**Work instruction**
Produce an exact copy of the data below.

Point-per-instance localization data
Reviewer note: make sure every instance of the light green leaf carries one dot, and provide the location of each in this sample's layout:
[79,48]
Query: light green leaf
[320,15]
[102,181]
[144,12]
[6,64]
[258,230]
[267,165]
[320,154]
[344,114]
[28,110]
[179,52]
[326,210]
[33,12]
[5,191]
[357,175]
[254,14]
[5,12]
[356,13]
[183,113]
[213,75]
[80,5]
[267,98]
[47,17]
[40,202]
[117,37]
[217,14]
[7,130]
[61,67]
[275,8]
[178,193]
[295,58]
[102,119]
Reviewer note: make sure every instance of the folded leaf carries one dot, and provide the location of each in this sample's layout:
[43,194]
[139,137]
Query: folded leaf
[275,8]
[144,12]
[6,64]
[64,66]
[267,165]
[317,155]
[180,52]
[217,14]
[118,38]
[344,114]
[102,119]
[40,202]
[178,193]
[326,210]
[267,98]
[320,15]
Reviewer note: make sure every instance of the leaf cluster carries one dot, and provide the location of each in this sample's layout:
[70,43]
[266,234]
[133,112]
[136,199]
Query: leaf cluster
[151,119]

**Written answer**
Reviewer note: make sure every instance of the light green leaf carries one dot, and provide the location of each in this sample's layout:
[79,48]
Query: light green leaf
[320,15]
[102,181]
[144,12]
[6,64]
[258,230]
[267,165]
[320,154]
[344,114]
[28,110]
[179,52]
[326,210]
[33,12]
[5,191]
[357,175]
[254,14]
[5,12]
[356,13]
[183,113]
[213,75]
[80,5]
[267,98]
[47,17]
[40,202]
[117,37]
[217,14]
[7,130]
[61,67]
[275,8]
[178,193]
[295,58]
[102,119]
Reviewer note: make sure every instance of the folded leaf carries one dot, and provide the location of each in this sample's layout:
[43,194]
[139,137]
Query: folded leaf
[275,8]
[144,12]
[6,64]
[64,66]
[267,165]
[317,155]
[180,52]
[217,14]
[118,38]
[344,114]
[102,119]
[40,202]
[178,193]
[326,210]
[267,98]
[320,15]
Reviewer note: make sure every instance of the leaf cluster carries one dot, and provide the location of each in this sample's layout:
[70,43]
[266,234]
[133,112]
[136,199]
Query: leaf cluster
[151,119]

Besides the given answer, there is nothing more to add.